• _Challenge_: Format the part of the material that opens with the line containing "If you could segment every instance of the **overcast" and closes with the line containing "[[[0,3],[0,170],[256,169],[255,0]]]" as a JSON list of strings. Include both of those lines, give each line its own string, and leave out blank lines.

----- Entries supplied

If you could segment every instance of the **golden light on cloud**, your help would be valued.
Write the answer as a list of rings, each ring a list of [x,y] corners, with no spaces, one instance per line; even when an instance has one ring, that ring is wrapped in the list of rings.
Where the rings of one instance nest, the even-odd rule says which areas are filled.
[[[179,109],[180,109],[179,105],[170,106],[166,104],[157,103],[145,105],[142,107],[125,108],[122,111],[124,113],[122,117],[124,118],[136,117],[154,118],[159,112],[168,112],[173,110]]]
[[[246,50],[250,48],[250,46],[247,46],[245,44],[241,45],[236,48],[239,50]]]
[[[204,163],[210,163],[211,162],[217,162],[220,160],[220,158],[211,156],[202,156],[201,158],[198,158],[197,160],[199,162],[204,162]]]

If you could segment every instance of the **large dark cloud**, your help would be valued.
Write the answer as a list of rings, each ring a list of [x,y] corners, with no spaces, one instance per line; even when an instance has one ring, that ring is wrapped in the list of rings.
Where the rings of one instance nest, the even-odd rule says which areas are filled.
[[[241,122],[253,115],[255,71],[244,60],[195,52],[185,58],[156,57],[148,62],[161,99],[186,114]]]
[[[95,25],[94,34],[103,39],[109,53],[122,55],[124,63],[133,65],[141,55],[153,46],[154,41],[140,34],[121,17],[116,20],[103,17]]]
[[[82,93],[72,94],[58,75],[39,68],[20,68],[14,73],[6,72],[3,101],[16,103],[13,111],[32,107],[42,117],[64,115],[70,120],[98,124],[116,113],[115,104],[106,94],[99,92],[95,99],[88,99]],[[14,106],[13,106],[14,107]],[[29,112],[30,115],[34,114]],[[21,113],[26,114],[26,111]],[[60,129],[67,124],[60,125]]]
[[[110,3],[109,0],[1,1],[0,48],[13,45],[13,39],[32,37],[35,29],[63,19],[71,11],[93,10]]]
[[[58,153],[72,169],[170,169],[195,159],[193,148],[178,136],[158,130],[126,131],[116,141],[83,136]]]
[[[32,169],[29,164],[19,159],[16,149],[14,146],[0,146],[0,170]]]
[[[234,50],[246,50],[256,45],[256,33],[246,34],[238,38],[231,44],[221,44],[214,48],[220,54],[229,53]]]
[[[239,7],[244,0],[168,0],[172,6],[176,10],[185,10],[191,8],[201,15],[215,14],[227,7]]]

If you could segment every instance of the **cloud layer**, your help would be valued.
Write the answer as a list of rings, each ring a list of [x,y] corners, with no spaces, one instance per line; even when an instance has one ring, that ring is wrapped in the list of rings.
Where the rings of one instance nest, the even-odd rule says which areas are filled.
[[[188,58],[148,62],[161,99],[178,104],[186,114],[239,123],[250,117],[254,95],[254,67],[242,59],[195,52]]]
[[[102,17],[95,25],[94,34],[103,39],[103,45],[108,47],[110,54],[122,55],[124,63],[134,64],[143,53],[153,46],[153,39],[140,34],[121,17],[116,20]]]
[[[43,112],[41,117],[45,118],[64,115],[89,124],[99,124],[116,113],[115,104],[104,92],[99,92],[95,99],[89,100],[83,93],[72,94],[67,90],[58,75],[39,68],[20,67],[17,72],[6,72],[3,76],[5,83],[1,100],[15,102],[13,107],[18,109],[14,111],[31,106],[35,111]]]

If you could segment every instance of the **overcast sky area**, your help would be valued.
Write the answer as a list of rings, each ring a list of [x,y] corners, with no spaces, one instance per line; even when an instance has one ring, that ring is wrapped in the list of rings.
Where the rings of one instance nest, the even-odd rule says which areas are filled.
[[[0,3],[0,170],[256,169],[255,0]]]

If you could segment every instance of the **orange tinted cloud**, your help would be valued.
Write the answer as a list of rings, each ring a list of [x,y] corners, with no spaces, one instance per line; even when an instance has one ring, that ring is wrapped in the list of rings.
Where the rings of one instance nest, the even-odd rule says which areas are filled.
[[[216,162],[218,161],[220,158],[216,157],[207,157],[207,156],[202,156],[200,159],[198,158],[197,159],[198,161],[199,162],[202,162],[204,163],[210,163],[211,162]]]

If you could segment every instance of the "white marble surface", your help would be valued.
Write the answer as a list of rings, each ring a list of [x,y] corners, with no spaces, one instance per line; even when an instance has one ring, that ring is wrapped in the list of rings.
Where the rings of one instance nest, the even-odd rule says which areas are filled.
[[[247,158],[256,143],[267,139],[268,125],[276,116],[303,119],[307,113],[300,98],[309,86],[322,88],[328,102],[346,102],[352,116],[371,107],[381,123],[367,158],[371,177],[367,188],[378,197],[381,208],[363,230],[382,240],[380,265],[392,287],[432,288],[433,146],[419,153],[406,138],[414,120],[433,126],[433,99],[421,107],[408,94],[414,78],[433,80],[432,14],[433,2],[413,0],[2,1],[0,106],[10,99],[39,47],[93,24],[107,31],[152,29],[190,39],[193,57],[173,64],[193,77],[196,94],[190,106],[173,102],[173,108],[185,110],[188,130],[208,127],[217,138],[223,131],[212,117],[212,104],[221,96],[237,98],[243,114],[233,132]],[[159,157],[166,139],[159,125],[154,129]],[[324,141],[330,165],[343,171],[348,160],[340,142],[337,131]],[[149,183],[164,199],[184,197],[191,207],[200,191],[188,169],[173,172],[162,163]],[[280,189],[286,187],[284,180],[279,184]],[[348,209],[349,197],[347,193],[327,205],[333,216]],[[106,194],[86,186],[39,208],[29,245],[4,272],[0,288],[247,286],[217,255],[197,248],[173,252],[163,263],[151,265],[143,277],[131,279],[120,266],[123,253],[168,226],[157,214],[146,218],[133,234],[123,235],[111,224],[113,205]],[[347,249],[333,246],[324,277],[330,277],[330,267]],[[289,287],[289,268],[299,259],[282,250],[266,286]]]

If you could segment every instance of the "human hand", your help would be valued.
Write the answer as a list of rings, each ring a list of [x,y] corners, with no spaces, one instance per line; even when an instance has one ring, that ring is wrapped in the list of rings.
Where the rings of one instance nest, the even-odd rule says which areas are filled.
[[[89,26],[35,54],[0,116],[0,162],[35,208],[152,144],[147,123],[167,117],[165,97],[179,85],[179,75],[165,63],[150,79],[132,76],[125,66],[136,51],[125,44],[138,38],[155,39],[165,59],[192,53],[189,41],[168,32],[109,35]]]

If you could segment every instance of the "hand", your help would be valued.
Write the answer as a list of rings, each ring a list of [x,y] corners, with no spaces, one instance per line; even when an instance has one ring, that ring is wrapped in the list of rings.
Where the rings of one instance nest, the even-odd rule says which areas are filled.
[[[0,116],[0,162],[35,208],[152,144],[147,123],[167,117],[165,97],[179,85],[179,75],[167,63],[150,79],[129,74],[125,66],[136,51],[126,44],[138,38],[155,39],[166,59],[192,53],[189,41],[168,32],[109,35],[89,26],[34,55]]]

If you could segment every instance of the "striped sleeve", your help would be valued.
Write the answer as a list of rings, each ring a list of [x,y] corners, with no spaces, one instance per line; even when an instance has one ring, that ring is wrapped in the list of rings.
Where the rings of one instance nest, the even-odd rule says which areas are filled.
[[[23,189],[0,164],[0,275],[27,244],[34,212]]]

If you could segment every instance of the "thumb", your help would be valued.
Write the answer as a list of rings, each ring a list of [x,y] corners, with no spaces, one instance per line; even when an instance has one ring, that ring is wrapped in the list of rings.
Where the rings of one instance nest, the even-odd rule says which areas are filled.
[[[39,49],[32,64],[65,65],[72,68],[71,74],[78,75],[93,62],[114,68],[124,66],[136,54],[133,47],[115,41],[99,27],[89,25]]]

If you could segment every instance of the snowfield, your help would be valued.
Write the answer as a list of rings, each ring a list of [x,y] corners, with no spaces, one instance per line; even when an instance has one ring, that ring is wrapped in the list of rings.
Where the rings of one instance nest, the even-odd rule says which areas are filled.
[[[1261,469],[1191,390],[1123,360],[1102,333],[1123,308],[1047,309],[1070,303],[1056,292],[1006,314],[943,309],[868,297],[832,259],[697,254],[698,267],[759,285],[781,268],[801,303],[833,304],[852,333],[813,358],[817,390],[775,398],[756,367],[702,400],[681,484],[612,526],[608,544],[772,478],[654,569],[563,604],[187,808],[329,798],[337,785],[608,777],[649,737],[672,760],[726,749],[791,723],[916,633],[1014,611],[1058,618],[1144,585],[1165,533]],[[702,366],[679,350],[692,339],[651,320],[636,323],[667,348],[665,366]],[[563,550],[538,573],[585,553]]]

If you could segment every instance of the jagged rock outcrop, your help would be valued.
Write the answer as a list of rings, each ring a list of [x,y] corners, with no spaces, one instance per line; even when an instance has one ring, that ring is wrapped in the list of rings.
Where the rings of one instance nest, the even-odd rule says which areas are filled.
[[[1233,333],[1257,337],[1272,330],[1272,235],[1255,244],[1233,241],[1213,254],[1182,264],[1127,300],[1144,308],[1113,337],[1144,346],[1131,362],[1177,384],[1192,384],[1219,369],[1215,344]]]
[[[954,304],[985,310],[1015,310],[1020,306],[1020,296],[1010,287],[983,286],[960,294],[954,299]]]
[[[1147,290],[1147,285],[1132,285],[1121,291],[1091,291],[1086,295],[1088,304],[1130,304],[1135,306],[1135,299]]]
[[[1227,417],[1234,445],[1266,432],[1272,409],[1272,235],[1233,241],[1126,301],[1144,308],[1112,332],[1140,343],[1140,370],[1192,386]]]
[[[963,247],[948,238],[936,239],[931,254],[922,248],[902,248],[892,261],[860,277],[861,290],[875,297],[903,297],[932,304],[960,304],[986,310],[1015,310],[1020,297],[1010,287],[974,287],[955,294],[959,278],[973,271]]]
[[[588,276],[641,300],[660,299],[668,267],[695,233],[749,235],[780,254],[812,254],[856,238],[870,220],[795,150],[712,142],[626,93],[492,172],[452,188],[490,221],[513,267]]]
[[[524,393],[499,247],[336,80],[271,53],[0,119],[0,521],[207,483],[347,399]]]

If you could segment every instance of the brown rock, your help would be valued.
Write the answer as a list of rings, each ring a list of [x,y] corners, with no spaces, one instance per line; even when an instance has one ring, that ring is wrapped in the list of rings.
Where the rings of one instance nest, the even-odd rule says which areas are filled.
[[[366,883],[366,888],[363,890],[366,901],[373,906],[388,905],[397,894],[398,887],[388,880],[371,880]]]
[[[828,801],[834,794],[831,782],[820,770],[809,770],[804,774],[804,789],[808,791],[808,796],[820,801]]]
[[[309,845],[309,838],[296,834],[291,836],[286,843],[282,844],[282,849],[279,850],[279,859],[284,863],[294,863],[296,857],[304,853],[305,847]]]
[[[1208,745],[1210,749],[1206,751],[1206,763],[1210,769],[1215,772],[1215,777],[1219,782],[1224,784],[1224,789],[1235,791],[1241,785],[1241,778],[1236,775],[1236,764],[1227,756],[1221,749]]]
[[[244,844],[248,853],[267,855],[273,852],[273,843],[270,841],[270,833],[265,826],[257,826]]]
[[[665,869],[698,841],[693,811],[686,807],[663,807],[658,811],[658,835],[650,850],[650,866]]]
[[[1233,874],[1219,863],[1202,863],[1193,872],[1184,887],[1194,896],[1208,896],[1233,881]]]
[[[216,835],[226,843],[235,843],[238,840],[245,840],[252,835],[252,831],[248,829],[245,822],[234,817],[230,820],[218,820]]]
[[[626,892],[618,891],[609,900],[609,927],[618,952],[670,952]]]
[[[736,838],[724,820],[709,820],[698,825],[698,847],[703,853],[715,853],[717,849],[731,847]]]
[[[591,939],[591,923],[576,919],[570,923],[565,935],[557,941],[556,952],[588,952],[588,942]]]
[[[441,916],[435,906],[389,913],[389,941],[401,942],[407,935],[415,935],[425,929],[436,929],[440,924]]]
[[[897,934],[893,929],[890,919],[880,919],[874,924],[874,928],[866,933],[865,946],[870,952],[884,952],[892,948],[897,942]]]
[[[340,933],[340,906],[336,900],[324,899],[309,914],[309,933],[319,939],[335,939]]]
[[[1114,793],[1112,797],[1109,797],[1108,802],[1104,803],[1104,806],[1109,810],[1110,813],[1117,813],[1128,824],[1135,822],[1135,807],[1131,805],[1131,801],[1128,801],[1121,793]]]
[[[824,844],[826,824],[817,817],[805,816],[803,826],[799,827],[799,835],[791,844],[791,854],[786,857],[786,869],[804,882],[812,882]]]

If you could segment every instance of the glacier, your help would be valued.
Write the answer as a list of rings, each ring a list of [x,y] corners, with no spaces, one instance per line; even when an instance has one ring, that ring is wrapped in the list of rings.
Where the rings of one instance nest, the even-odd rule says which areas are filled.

----------

• _Answer_:
[
  "If you could segment every instance of the **overcast sky area**, your help would be valued.",
  "Write the answer as a list of rings, each ring a list of [x,y] corners, with no spaces, one instance per line; even when an instance has one ring, that ring is wrapped in the list of rings.",
  "Where the rings of one instance nest, the even-odd rule says which areas are filled.",
  "[[[0,3],[0,170],[256,169],[255,0]]]"
]